§ What this task involves:
Please pick out every line in the records below that contains the word "mirror", and copy each one.

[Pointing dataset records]
======
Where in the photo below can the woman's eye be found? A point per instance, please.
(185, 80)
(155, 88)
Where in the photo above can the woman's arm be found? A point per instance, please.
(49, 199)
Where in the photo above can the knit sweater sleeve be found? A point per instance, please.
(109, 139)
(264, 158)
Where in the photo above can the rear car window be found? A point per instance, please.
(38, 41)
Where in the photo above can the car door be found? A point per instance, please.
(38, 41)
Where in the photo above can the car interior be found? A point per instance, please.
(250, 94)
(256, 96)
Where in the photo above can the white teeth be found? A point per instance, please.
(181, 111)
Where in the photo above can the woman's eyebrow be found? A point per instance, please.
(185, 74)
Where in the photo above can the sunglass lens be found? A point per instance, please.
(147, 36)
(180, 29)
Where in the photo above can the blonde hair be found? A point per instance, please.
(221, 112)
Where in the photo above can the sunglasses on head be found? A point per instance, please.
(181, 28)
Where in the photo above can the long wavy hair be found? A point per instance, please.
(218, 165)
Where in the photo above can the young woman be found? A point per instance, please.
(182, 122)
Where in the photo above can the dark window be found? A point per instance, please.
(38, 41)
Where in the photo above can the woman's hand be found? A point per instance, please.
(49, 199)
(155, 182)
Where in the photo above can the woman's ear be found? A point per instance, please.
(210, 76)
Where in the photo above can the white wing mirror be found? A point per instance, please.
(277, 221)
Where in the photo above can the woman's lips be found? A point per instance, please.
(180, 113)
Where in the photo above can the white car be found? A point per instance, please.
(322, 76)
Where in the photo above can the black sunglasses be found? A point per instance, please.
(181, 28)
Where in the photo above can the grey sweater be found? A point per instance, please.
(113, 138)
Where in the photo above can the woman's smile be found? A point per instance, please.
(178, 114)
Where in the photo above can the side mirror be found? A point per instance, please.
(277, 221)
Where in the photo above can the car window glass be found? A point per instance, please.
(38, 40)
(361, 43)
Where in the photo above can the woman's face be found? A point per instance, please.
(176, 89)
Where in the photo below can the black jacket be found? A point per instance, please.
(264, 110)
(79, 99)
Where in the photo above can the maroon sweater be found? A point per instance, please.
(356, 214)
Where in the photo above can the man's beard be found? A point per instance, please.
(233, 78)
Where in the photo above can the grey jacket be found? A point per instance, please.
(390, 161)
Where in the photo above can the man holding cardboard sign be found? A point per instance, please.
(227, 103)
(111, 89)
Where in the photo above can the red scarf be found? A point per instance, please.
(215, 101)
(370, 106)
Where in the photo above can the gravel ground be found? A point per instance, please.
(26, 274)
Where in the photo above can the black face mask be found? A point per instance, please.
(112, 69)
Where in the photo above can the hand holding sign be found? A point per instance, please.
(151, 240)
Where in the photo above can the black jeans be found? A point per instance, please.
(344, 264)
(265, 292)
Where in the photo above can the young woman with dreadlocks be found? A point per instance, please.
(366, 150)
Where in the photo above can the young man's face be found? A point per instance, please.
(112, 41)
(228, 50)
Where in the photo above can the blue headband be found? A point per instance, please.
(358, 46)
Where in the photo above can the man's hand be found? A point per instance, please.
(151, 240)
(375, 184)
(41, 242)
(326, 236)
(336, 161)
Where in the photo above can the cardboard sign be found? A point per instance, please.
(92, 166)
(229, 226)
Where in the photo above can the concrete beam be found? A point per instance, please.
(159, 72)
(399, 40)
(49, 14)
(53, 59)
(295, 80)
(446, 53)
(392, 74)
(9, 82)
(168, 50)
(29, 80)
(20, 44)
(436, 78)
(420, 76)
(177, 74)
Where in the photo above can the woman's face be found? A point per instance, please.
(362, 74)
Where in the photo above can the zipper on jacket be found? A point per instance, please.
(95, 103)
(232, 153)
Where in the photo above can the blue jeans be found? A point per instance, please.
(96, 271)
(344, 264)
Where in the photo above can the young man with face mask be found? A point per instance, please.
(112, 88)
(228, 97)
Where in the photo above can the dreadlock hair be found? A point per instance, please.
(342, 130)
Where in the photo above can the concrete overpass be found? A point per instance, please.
======
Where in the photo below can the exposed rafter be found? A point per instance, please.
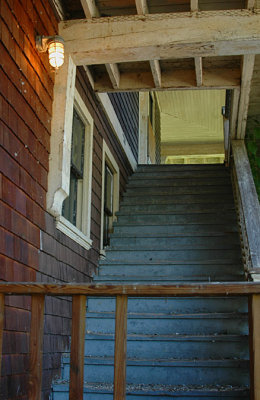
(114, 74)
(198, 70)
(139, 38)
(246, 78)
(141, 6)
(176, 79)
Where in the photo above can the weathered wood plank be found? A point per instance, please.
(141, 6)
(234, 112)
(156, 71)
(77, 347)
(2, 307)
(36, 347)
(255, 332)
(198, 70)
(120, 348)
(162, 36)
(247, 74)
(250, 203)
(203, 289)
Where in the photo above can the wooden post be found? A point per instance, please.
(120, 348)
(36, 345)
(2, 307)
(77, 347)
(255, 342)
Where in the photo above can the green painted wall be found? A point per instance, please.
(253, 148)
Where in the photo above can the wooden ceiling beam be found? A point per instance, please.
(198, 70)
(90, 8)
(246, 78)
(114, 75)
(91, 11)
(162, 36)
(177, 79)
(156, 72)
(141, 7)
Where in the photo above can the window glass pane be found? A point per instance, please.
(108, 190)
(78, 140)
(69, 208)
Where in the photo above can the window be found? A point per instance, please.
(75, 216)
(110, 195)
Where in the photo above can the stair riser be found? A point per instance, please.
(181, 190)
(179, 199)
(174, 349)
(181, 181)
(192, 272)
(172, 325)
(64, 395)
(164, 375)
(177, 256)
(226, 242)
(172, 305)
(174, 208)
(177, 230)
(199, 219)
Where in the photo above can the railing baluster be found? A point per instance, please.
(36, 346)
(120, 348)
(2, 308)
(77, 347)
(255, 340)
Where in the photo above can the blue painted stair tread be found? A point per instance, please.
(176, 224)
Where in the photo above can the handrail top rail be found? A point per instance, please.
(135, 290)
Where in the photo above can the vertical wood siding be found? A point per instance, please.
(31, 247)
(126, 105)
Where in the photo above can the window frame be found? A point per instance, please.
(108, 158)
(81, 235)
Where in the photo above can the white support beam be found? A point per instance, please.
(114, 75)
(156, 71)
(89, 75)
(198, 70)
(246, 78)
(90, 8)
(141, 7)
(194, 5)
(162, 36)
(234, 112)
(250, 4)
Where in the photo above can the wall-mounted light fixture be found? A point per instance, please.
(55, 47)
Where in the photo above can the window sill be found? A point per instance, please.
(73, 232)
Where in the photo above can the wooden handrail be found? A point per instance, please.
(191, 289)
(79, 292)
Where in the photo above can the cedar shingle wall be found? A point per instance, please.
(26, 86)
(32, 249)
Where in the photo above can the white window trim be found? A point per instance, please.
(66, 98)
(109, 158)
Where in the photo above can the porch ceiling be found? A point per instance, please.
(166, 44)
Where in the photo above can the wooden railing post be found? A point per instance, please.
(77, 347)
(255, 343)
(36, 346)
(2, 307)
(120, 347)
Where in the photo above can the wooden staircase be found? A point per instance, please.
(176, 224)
======
§ Task solution:
Where in the photo above can the white wing mirror be found? A point per instance, please.
Where in the photo above can the side mirror be found? A point per instance, please.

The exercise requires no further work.